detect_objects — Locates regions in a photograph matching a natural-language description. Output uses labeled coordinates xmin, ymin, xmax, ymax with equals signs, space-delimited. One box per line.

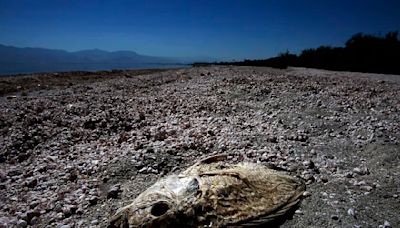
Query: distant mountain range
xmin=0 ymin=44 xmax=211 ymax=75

..........

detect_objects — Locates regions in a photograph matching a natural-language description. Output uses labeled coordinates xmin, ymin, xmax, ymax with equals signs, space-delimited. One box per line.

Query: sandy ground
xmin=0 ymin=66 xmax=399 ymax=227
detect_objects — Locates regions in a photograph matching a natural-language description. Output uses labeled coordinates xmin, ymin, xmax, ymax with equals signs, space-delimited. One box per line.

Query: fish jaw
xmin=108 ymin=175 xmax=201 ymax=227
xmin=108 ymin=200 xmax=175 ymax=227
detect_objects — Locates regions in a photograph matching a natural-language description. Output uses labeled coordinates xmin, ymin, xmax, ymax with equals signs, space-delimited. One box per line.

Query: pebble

..........

— YOUR OBJECTIVE —
Among the entries above, locate the lines containing "Query: sandy ground" and "Query: pebble", and transcribe exactly those two lines and all lines between.

— RESULT FOR THIS EXERCISE —
Query: sandy ground
xmin=0 ymin=66 xmax=399 ymax=227
detect_objects — Locates regions in a photograph matching a natural-language description. Output uses labeled coordinates xmin, ymin, xmax, ymax with equals signs, space-delimited. One box per line.

Query: fish jaw
xmin=108 ymin=175 xmax=201 ymax=227
xmin=108 ymin=200 xmax=175 ymax=227
detect_objects — Locates regions in a photograph matching a natural-language description. Output uses labeled coordinates xmin, ymin, xmax, ymax with equals signs, space-delimited. One box per line.

Query: pebble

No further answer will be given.